Can you extract, verbatim, the lines in the entries below from the one holding "Expected: for every instance of the man's black" through the one holding "x=380 y=192", both ends included?

== Raw data

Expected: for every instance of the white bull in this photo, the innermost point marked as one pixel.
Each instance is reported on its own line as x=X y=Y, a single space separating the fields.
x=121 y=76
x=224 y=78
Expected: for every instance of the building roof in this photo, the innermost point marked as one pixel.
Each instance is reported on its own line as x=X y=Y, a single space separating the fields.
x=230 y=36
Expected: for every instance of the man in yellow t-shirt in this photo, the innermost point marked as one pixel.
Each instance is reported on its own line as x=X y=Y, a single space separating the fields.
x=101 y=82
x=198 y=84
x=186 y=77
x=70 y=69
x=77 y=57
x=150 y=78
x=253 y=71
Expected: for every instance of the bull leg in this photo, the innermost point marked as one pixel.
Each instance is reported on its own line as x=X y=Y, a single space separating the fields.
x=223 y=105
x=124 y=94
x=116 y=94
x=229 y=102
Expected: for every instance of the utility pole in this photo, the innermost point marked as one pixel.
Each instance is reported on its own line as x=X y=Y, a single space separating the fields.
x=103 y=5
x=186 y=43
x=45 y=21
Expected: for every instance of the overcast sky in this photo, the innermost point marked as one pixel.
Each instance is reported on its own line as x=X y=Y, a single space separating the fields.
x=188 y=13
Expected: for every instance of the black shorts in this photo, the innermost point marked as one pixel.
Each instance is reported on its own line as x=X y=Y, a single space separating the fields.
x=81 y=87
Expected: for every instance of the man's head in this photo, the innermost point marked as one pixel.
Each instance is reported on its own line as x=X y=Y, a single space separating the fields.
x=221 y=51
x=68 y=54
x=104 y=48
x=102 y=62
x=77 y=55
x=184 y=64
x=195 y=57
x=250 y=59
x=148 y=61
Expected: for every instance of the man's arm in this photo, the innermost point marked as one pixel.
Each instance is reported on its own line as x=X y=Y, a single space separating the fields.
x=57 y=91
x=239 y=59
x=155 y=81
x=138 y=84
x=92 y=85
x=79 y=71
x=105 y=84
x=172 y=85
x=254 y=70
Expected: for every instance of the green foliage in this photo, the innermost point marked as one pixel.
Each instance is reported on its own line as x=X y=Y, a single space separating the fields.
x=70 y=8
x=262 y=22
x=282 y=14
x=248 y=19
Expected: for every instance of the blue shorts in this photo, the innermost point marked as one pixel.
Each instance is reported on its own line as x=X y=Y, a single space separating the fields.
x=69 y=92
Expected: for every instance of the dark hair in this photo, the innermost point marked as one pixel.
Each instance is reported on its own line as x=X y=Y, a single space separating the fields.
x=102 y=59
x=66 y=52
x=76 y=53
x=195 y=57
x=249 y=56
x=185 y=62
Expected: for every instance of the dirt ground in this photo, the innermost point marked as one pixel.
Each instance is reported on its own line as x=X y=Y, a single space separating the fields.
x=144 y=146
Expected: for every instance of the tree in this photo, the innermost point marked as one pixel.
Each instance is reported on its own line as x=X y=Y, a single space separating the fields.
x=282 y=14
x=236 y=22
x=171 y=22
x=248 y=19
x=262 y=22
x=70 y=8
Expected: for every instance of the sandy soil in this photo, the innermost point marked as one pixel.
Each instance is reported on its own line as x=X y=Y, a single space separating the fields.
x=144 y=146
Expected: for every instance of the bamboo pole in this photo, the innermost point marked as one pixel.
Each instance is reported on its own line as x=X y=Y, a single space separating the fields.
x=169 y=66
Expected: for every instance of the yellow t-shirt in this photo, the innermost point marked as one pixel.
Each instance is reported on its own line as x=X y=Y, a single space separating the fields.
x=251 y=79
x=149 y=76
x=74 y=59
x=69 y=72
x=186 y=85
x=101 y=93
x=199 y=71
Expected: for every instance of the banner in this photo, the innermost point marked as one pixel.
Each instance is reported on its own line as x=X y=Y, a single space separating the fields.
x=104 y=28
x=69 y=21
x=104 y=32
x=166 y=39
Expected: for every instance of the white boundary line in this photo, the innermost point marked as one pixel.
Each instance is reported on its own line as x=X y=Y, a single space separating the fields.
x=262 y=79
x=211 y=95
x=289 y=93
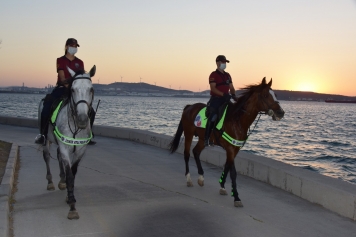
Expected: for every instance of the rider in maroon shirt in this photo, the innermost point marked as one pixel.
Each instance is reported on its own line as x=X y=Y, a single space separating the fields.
x=220 y=86
x=74 y=63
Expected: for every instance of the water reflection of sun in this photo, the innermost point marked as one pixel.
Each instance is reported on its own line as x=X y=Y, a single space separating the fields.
x=306 y=86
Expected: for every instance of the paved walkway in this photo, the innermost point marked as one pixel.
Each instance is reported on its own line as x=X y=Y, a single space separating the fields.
x=125 y=188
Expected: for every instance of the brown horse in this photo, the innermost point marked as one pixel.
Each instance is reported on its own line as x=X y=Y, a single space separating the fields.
x=239 y=116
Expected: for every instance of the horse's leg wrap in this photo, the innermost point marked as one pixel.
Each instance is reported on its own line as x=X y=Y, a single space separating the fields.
x=70 y=185
x=62 y=183
x=46 y=157
x=196 y=152
x=233 y=176
x=222 y=179
x=186 y=159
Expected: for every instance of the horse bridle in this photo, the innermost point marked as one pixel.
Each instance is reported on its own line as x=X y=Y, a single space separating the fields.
x=81 y=101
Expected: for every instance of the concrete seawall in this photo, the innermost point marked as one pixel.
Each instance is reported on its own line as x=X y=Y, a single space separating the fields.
x=333 y=194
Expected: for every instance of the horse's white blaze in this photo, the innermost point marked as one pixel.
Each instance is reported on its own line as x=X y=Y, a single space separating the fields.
x=82 y=90
x=273 y=95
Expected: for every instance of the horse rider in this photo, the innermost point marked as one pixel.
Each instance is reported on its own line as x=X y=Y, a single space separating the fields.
x=220 y=86
x=61 y=89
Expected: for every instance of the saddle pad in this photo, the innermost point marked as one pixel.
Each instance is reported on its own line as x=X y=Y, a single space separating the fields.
x=201 y=120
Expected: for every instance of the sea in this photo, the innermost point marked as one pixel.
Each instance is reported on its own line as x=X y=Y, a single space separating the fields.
x=316 y=136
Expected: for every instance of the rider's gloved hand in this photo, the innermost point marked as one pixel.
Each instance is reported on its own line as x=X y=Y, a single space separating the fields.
x=227 y=96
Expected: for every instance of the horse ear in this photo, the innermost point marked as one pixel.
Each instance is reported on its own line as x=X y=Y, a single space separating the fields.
x=92 y=71
x=264 y=81
x=71 y=71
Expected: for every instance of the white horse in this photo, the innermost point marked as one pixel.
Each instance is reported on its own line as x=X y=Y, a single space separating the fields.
x=70 y=130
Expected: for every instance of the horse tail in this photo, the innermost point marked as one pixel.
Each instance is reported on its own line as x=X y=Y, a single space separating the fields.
x=173 y=146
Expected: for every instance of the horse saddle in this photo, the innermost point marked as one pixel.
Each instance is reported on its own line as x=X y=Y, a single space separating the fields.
x=202 y=117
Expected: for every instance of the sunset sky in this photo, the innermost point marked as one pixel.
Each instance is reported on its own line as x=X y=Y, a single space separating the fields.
x=305 y=45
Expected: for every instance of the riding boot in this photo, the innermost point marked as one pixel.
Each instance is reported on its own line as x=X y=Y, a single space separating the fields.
x=209 y=126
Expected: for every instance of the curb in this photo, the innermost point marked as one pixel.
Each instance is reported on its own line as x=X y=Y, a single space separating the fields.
x=333 y=194
x=6 y=189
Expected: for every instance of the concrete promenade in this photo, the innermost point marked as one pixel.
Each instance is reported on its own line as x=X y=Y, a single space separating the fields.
x=126 y=188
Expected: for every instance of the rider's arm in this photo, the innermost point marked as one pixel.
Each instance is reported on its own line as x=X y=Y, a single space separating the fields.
x=215 y=90
x=62 y=78
x=232 y=89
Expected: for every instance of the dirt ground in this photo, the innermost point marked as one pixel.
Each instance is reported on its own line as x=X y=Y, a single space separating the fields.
x=5 y=148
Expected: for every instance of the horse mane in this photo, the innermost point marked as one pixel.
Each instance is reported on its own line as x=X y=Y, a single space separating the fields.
x=79 y=72
x=237 y=108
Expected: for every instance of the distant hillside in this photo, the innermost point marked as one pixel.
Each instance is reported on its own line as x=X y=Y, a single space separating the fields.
x=123 y=87
x=144 y=89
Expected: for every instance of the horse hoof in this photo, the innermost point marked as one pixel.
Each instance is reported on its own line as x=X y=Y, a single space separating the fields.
x=50 y=187
x=62 y=186
x=223 y=191
x=73 y=215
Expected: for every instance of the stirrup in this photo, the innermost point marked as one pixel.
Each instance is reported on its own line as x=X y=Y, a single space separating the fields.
x=40 y=139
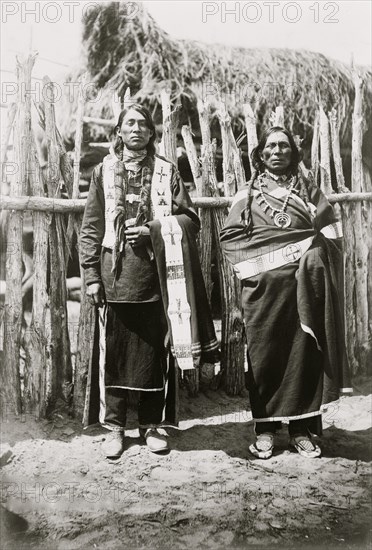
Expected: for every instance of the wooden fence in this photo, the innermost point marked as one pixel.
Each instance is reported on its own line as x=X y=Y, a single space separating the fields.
x=48 y=372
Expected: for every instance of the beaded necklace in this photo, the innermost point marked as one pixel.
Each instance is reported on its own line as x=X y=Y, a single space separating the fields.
x=280 y=216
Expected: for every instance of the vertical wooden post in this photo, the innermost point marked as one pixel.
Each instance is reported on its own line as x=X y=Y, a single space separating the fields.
x=37 y=385
x=13 y=310
x=169 y=144
x=279 y=116
x=336 y=150
x=232 y=343
x=325 y=155
x=315 y=148
x=5 y=136
x=61 y=375
x=347 y=217
x=170 y=123
x=250 y=124
x=205 y=234
x=233 y=171
x=85 y=337
x=361 y=250
x=74 y=222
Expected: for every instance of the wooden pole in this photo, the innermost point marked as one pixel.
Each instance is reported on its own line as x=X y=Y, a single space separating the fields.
x=361 y=235
x=336 y=151
x=169 y=146
x=74 y=222
x=13 y=309
x=347 y=218
x=315 y=148
x=170 y=123
x=325 y=154
x=38 y=390
x=250 y=124
x=279 y=116
x=12 y=109
x=61 y=375
x=234 y=175
x=87 y=317
x=66 y=206
x=232 y=341
x=205 y=234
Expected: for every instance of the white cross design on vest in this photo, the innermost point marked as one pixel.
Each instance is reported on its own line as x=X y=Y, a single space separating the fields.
x=161 y=174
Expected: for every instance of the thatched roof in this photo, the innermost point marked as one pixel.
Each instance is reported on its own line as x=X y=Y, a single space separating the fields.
x=121 y=51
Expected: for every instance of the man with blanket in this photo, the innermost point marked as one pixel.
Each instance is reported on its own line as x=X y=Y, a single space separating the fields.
x=142 y=270
x=282 y=238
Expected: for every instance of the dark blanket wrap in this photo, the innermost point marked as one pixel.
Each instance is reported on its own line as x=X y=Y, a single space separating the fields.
x=293 y=319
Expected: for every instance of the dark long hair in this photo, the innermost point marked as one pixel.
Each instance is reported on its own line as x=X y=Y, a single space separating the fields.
x=302 y=183
x=118 y=143
x=257 y=161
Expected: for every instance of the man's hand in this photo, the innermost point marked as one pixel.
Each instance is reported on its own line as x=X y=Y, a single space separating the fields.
x=95 y=294
x=138 y=236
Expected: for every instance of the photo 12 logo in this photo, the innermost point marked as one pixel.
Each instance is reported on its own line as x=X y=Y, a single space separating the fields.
x=53 y=12
x=270 y=12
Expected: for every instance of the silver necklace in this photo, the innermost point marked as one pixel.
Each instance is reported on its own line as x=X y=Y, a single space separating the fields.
x=280 y=216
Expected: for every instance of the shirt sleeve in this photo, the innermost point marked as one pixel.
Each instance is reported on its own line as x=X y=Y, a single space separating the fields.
x=93 y=229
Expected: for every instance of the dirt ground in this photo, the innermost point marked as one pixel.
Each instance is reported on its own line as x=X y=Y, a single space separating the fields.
x=58 y=491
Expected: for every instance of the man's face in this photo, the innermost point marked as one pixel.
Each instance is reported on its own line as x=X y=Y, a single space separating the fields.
x=134 y=131
x=277 y=153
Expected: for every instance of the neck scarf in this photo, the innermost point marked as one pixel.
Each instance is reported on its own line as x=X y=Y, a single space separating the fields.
x=132 y=158
x=121 y=168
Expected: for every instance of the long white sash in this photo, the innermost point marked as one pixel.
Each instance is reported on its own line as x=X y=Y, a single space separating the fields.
x=282 y=256
x=179 y=311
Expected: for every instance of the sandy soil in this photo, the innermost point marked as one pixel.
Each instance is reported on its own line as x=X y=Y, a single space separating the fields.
x=60 y=492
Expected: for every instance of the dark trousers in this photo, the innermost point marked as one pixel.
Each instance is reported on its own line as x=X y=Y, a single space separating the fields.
x=302 y=426
x=150 y=407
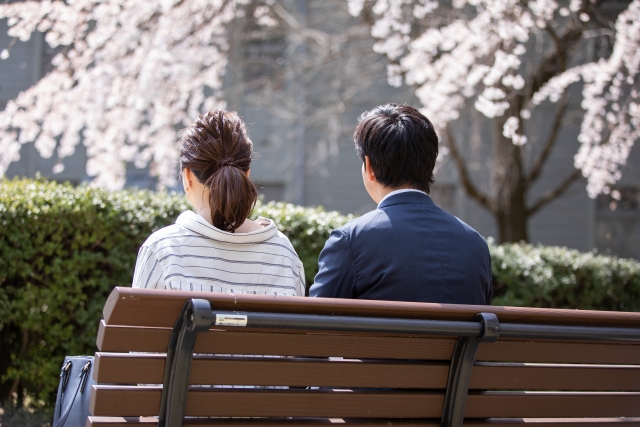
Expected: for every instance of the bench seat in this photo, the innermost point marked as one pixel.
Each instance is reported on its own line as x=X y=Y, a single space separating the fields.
x=353 y=374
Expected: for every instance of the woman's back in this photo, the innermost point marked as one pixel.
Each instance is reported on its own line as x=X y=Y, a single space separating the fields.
x=193 y=255
x=217 y=248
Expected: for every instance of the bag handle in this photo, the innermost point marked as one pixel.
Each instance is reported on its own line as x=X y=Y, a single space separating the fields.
x=84 y=375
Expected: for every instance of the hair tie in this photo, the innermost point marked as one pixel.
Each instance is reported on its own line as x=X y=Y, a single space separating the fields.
x=226 y=162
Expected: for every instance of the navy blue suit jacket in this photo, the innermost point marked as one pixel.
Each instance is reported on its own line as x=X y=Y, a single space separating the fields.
x=406 y=250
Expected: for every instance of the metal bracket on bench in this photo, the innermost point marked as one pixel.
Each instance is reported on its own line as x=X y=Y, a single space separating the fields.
x=194 y=318
x=464 y=353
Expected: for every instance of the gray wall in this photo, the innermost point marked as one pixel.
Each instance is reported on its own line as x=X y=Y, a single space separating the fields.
x=335 y=180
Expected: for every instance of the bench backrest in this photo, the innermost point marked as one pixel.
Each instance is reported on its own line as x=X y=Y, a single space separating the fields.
x=369 y=377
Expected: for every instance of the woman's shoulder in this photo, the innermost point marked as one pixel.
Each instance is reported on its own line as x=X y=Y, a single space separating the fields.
x=173 y=231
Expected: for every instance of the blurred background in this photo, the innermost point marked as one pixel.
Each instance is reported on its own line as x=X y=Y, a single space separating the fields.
x=301 y=84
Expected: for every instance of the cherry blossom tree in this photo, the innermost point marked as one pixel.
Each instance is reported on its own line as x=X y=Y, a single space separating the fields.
x=127 y=77
x=505 y=59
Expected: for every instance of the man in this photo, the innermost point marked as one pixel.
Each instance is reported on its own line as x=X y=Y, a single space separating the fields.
x=408 y=249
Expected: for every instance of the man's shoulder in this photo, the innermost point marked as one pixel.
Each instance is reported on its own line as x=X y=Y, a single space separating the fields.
x=369 y=220
x=388 y=223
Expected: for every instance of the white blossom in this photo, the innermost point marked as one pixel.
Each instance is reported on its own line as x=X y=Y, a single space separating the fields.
x=477 y=54
x=131 y=75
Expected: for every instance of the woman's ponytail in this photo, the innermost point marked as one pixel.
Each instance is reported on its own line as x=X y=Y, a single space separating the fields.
x=232 y=197
x=218 y=151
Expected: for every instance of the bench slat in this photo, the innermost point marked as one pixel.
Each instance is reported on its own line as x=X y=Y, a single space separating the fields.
x=119 y=368
x=139 y=307
x=123 y=338
x=498 y=422
x=145 y=401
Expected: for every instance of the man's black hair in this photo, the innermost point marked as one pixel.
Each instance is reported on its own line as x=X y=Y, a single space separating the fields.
x=401 y=144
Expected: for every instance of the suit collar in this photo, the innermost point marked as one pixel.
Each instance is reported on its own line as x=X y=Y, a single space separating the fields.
x=409 y=197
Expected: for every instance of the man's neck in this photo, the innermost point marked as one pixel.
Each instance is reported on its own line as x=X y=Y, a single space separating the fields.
x=380 y=192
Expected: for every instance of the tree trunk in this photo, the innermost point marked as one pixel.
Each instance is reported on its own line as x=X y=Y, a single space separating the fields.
x=510 y=187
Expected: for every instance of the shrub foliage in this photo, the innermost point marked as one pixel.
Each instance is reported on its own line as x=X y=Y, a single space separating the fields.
x=62 y=250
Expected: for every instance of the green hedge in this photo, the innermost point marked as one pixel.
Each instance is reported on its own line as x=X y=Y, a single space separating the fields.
x=62 y=250
x=548 y=276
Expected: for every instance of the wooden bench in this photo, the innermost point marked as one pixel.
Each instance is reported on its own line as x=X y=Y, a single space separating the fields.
x=360 y=363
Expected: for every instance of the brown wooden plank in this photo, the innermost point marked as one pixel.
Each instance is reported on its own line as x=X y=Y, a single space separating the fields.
x=114 y=368
x=317 y=422
x=119 y=368
x=559 y=352
x=273 y=422
x=159 y=308
x=145 y=401
x=519 y=376
x=121 y=339
x=493 y=404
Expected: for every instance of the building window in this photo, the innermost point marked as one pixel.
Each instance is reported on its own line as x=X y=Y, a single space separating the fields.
x=271 y=191
x=618 y=223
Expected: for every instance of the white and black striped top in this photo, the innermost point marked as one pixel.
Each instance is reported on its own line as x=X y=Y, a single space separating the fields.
x=194 y=255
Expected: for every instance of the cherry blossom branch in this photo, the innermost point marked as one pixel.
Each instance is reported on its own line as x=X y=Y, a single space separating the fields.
x=469 y=187
x=554 y=194
x=550 y=143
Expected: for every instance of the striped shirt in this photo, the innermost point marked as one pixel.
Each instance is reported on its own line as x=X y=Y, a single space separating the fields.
x=196 y=256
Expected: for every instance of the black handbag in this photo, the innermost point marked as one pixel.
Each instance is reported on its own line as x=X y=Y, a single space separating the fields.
x=72 y=403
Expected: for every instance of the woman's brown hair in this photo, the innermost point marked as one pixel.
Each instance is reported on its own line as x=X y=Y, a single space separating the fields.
x=218 y=151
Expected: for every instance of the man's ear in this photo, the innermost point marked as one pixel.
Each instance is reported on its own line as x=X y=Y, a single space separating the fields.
x=187 y=178
x=368 y=170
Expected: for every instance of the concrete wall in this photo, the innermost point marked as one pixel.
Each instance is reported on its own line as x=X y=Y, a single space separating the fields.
x=335 y=182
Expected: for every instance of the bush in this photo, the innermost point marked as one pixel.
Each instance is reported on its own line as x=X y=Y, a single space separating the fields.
x=63 y=249
x=547 y=276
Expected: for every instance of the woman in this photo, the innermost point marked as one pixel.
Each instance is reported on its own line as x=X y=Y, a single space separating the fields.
x=217 y=248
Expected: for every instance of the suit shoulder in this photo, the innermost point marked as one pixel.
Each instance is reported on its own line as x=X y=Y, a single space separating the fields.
x=364 y=221
x=471 y=232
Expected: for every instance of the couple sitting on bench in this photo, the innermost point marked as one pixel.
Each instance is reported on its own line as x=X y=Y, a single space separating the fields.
x=407 y=249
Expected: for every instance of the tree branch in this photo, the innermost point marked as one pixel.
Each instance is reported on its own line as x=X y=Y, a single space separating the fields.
x=551 y=142
x=551 y=195
x=468 y=185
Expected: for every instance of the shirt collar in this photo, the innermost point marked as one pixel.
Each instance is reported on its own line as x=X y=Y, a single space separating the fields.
x=404 y=190
x=197 y=224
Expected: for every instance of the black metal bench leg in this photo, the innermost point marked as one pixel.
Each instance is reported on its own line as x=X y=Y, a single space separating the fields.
x=194 y=318
x=464 y=354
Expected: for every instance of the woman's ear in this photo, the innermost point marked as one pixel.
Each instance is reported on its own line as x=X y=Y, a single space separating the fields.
x=187 y=179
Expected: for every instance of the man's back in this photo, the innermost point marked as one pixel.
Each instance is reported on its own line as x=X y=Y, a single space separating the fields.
x=406 y=250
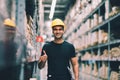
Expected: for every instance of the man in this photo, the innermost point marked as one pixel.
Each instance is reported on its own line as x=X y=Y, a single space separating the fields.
x=58 y=53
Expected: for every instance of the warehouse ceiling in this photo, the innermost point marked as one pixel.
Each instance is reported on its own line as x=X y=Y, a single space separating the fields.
x=62 y=6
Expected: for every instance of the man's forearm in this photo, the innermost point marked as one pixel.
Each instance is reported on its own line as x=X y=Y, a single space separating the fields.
x=76 y=71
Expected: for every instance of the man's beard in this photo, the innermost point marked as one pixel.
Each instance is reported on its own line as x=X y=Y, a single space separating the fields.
x=58 y=37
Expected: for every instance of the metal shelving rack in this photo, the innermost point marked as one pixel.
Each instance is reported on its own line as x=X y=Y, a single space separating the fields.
x=108 y=24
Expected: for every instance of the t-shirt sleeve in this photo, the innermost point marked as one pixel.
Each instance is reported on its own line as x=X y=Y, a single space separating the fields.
x=72 y=50
x=43 y=49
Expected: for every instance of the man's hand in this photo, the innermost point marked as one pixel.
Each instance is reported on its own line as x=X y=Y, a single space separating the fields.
x=42 y=60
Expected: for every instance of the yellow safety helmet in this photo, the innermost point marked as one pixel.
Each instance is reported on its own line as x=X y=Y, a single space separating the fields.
x=56 y=22
x=10 y=23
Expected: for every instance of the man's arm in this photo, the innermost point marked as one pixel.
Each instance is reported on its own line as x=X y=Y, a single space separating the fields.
x=75 y=65
x=42 y=60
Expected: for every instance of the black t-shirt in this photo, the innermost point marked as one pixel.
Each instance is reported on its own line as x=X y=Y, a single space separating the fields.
x=59 y=56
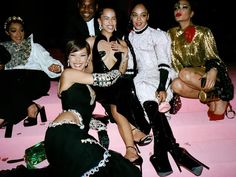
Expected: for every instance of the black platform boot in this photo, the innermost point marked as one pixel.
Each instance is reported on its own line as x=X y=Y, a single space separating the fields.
x=181 y=156
x=159 y=159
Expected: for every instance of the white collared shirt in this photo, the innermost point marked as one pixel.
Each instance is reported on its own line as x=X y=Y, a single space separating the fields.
x=91 y=29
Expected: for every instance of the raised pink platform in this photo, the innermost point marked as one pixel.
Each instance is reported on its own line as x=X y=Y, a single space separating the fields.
x=213 y=143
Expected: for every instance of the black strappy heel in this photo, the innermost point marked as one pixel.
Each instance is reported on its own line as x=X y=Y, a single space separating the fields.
x=139 y=160
x=144 y=140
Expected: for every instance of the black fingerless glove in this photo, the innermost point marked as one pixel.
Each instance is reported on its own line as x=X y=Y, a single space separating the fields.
x=105 y=79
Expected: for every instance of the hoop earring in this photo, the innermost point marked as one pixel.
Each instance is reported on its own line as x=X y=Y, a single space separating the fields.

====

## Problem solution
Expected: for every instance of the man's black hair in this photo, the innermost point marked as one pixel.
Each instance is reported on its own line as x=X y=Y, a single space separating the fields.
x=401 y=144
Expected: for every instance of the suit collar in this photo, the innermost point marked as one pixel.
Each instance is reported on its own line as x=X y=Y, a single space separating the fields.
x=409 y=197
Expected: for every instance of the man's neck in this photo, the innermost point marked as one pixel.
Each instance is reported on its own line as x=X y=Y, a single space separating the fields.
x=380 y=192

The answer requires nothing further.